▶ **Text provided**
= = = = =

Chapter Twenty-four: An American Holocaust? Assessing the threat, Part 1

Polling of American opinion taken in the mid-1930’s, soon after Krystallnacht, found that  “fifty-three percent believed that ‘Jews are different and should be restricted and ten percent believed that Jews should be deported…Another poll found that, 35-40 percent of the population was prepared to accept an anti-Jewish campaign [the existing model being Nazi Germany]… 23 percent of respondents in one 1945 survey [said] they would vote for a congressional candidate if the candidate declared "himself as being against the Jews" [another 35% said] it would not affect their vote.”
Westboro church members picketing the Virginia Holocaust Museum, 2011. A Christian cult, the image represents the impact of first century scripture on attitudes and stereotypes surviving into the twenty-first century.
Introduction: In 1913 B’nai B’rith’s Georgia director was tried and convicted of murder of a young Christian girl in an antisemitism-tainted trial. He was lynched two years later awaiting an appeal of his conviction. Reflecting widespread antisemitism across the United States and the trial inspired B’nai B’rith to create the Anti-defamation League. Part One of Assessing the Threat describes ADL surveys of antisemitism before, during and following the Holocaust. Pat Two will analyze those findings.
I
American antisemitism from Congress’s Immigration Restriction Act of 1924 through governmental apathy regarding the unfolding murder campaign before and during the Holocaust is, for all purposes, identical to European tradition. Is there a lesson in official and popular antisemitism in the post-Holocaust experience of the Rosenberg trial, Congress’s antisemitic witch hunt in Hollywood? How explain that a Jewish spy for Israel would be sentenced to life in prison when a Christian spy for Saudi Arabia walk out of the courthouse free? Does this describe a pattern or an explainable series of unrelated incidents?

= = = = =

▶ **Information shown**
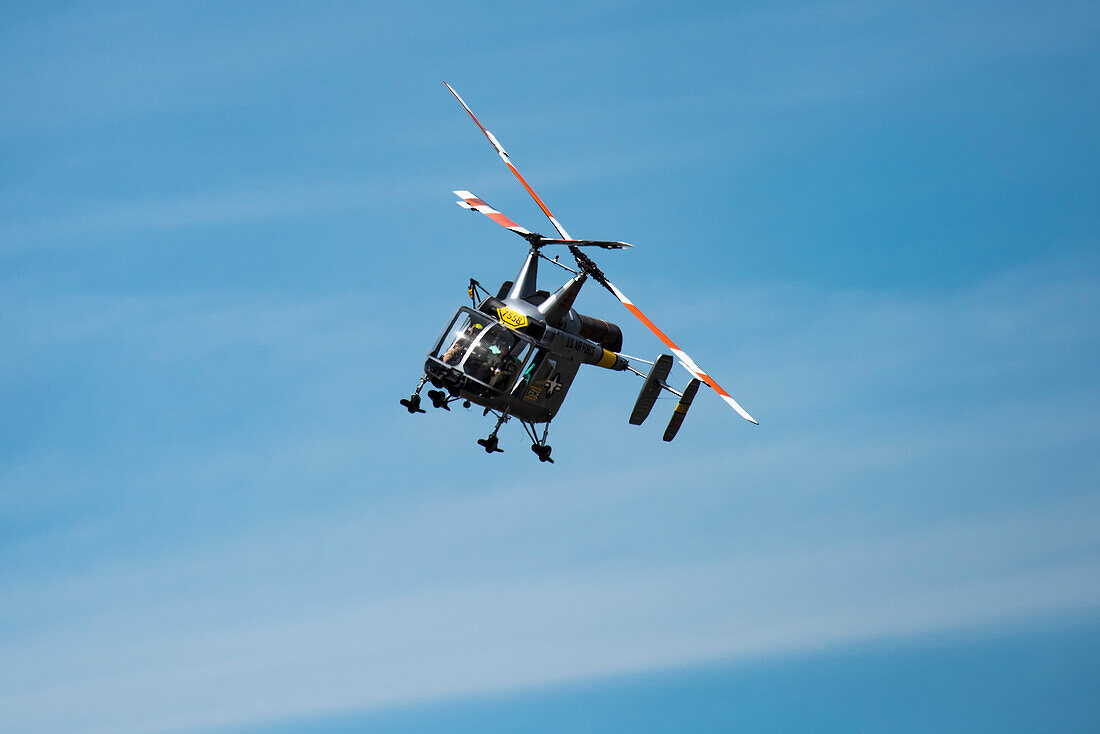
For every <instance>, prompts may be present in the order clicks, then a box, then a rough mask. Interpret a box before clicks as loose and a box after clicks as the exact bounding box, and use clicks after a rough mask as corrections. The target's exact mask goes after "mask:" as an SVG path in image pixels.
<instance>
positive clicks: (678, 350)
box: [573, 252, 760, 426]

= = = = =

▶ **What to do**
Write the next part of the chapter on American antisemitism, picking up right after its final sentence. The listing is not needed for this work.

▶ **Task answer**
If a “pattern,” were these government actions contrary to the ideal of the “will of the people;” or were they consistent with, and generally supported by, the American public? 
Surveys of popular opinion covering the period demonstrate that government policy closely mirrors public sentiment. 
For generations American Jews have insisted that the United States represents a departure from Old World antisemitism, that American history reflects not just tolerance but acceptance of Jews and Judaism. But faith by American Jews in the exceptionality or our homeland has a recent precedent. Before the Holocaust German Jewry, and on even better evidence, proclaimed their fatherland “exceptional.” 
The best evidence against faith in American “exceptionality” is in the polls testing for antisemitism in the United States during the decades before and following the Holocaust: 
"[N]ational public opinion polls taken from the mid nineteen thirties to the late nineteen forties… showed that over half the American population saw Jews as greedy and dishonest... too powerful… 35-40 percent of the population was prepared to accept an anti-Jewish campaign.” (emphasis added)
Narrowing the surveys down to year, a 1938 poll describes some 60% of Americans holding a “low opinion of Jews.” 41 percent viewed Jews as having "too much power,” and that number “rose to 58 percent by 1945.” In earlier pages reference was made to that 1939 Roper poll that concluded that 61% of Americans, 
“felt that Jews should [not] be treated like other people”… Fifty-three percent believed that "Jews are different and should be restricted" and ten percent believed that Jews should be deported.”
Since the Roper poll was taken in 1939, it sampled the American public after Krystallnacht which received wide coverage in the press. And sentiment towards American Jews did not improve as the Holocaust unfolded in the press: 
“Several surveys taken from 1940 to 1946 found that Jews were seen as a greater threat to the welfare of the United States than any other national, religious, or racial group… 23 percent of respondents in one 1945 survey [reported] they would vote for a congressional candidate if the candidate declared "himself as being against the Jews" and as many as 35 percent saying it would not affect their vote.”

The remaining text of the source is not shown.